▶ [TEXTO PARA ANALIZAR]:
◇ ◇ ◇ ◇ ◇
La reforma electoral que proponía Palacio Nacional (con Pablo Gómez y Horacio Duarte como explícitos confeccionadores) parece haber marchado, pero habrá de verse si se le hacen funerales procesales tal vez innecesarios (someterla a votación en San Lázaro, a sabiendas de que no pasará) o se le concede el último honor de ni siquiera exhibir la derrota en sufragios el próximo martes (luego de que se pospuso una semana tal fase), retirar con el menor ruido posible la iniciativa y dejar que el manto festivo navideño cubra de olvido el asunto en su modalidad de “plan A”.
Hay quienes, en los ámbitos morenistas decisorios, consideran que es un error dejar constancia de la sabida derrota en San Lázaro luego del extraordinario éxito de la figura presidencial en su marcha dominical: equivaldría a reafirmar a los opositores con una victoria en ese recinto legislativo, cuando acaban de ser superados en las calles. Otros morenistas de peso arguyen que se debe dejar constancia del rechazo formal a la reforma electoral (es decir, votado en la Cámara de Diputados) para restregar a esos opositores, de aquí en adelante y hasta 2024, su “culpabilidad” en la sobrevivencia de un sistema electoral fallido.
◇ ◇ ◇ ◇ ◇
▶ [EXTRACTOS DE DATOS]:
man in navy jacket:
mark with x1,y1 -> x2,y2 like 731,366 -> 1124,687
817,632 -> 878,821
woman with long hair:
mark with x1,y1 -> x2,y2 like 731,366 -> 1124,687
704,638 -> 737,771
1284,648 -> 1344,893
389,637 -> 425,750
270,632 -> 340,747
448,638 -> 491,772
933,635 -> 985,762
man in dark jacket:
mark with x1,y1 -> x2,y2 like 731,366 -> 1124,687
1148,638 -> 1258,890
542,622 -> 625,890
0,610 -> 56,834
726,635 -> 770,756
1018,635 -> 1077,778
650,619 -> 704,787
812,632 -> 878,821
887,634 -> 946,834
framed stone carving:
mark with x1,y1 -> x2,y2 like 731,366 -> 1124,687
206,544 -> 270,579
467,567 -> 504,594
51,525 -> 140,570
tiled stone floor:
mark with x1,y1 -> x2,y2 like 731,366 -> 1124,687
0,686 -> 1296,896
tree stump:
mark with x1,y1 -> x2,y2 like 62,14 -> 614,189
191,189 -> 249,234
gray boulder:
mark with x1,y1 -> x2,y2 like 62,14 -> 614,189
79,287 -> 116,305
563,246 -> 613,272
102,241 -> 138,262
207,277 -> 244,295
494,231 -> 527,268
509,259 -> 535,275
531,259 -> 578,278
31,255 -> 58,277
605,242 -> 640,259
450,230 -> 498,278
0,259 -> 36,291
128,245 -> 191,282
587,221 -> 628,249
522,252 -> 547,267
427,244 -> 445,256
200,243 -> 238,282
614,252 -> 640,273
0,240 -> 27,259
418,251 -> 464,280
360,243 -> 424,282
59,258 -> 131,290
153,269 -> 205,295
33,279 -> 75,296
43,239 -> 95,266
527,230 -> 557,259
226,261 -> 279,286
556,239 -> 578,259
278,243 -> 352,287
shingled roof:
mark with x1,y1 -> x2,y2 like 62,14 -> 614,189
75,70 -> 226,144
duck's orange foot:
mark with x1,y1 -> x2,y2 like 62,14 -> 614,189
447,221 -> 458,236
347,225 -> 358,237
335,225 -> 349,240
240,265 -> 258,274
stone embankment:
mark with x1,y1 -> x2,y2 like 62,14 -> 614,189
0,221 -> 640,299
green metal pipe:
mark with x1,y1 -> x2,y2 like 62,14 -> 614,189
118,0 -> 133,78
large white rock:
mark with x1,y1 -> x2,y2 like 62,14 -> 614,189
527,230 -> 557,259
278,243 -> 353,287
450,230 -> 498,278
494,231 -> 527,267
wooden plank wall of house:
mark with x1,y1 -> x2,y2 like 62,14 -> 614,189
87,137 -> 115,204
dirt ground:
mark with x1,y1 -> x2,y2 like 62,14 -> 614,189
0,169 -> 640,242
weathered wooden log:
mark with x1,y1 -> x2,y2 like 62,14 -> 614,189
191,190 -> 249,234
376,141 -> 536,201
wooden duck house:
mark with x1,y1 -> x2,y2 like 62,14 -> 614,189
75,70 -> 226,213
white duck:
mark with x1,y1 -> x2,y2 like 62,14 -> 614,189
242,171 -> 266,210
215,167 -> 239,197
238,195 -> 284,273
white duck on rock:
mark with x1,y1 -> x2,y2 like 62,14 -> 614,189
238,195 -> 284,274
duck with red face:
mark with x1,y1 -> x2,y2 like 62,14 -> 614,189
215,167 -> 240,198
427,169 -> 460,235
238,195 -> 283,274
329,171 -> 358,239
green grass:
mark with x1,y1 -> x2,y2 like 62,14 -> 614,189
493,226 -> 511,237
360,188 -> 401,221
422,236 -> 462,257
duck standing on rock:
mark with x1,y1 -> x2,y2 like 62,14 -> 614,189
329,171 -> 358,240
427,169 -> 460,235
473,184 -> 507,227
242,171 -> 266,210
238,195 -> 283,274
◇ ◇ ◇ ◇ ◇
▶ [TAREAS POR RESOLVER]:
1. Indique si cada afirmación concuerda con el texto sobre la reforma electoral y responda sí o no, citando literalmente las palabras del texto que lo deciden. (a) Pablo Gómez y Horacio Duarte figuran como confeccionadores explícitos de la reforma. (b) La fase de votación en San Lázaro se adelantó una semana. (c) Todos los morenistas con peso decisorio están de acuerdo en llevar la reforma a votación.
2. Redacte la continuación del texto sobre la reforma electoral a partir de su última oración.
Los datos provienen de una fuente distinta a la del texto.

▶ [RESPUESTAS REDACTADAS]:
1.
(a) Sí: «con Pablo Gómez y Horacio Duarte como explícitos confeccionadores».
(b) No: «luego de que se pospuso una semana tal fase».
(c) No: «Hay quienes, en los ámbitos morenistas decisorios, consideran que es un error dejar constancia de la sabida derrota en San Lázaro».

2.
Habrá, en todo caso, el muy anunciado “plan B”. Una serie de modificaciones menores, que serán alcanzables por Morena y sus aliados mediante votación de mayoría simple, no calificada, y que afectarán especialmente el funcionamiento y alcances del Instituto Nacional Electoral que, para cuando esas reformas entren en vigor, probablemente ya tendrá mayoría de consejeros electorales favorables a la llamada Cuarta Transformación.
En el contexto de esta batalla central entre las fuerzas antiobradoristas y las que apoyan al político tabasqueño ha resaltado una batalla secundaria, pero no menos importante: los partidos políticos contra el interés popular de cambio en el sistema electoral. Es explicable que tales partidos no deseen transformaciones de verdad en lo que hasta ahora les ha dado dinero, cargos, prerrogativas y otros privilegios.
Es lamentable ver que la asociación de las cuatro mentiras (Partido Verde Ecologista de México) siga vigente gracias a su exitosa estrategia de canjear sus votos de pacotilla para apuntalar proyectos legislativos del poder en turno, antes el PRI, luego el PAN, y ahora, tristemente, Morena. El Partido del Trabajo, con una definición teórica de izquierda, también ha sobrevivido gracias a sus alianzas con el perredismo y ahora el morenismo obradoristas, con lapsos de entendimiento con gobiernos priístas.
Tales partidos serían perjudicados con una reforma amplia, como la que pretendió López Obrador, y pareciera que no se logrará, pero también con ciertos aspectos del “plan B” que se pretende lanzar. En el flanco opositor también hay un parasitismo evidente: lo que queda del Partido de la Revolución Democrática es patético, y el PRI reducido a condición escuálida requieren igualmente oxígeno presupuestal y respiración política artificial.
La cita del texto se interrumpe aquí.